- SHORT EXERCISE
Answer these from the Azure availability passage:
1. What does the bank in the financial services example use to replicate its on-premises VMs to Azure?
2. What uptime does Azure guarantee for VMs in availability zones?
3. In the key exam point, what is redundancy called?

- SOURCE PASSAGE
┌────────

Global e-commerce: A retailer deploys VMs in three availability zones in multiple regions. If one zone fails, traffic is routed to healthy zones. They use Azure Traffic Manager for global load balancing. This provides 99.99% uptime.

Financial services DR: A bank uses Azure Site Recovery to replicate on-premises VMs to Azure. They run quarterly DR drills with zero impact on production. During a real disaster, they fail over to Azure in minutes.

Walk-Through

Understand High Availability

High availability means your application remains accessible despite failures. In Azure, you design for HA by distributing resources across availability zones (physically separate data centers within a region). Each zone has independent power, cooling, and networking. For VMs, you place them in an availability set (two or more VMs in different fault domains and update domains) or across zones. Azure guarantees 99.95% uptime for a single VM with premium storage, but 99.99% for VMs in availability zones. Behind the scenes, Azure Monitor checks health; if a VM fails, it automatically restarts on healthy hardware. For databases, Azure SQL Database has built-in HA with automatic failover to a secondary replica. The key exam point: HA is about uptime, not just redundancy—redundancy is the mechanism, HA is the outcome.

└────────

- DATA ENTRIES
┌────────

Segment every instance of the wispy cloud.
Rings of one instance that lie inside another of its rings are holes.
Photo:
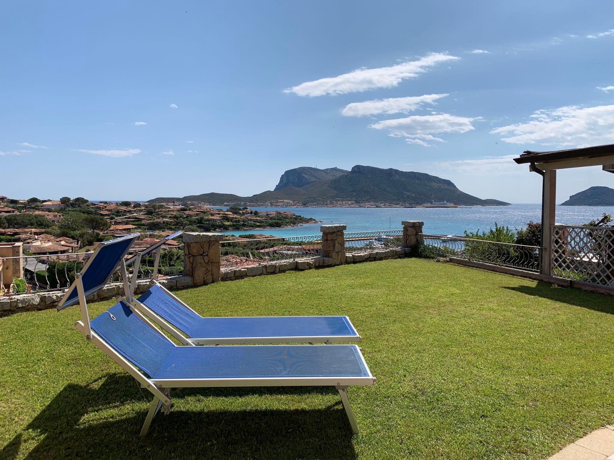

└────────
┌────────

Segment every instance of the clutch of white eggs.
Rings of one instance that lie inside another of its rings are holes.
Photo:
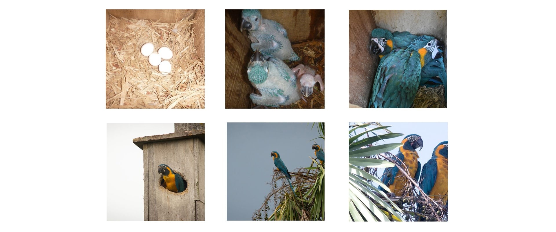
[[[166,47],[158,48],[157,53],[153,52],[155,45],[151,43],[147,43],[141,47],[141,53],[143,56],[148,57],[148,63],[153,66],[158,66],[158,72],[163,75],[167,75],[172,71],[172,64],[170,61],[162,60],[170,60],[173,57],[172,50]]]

└────────

- WRITTEN SOLUTION
1. Azure Site Recovery.
2. 99.99%.
3. The mechanism.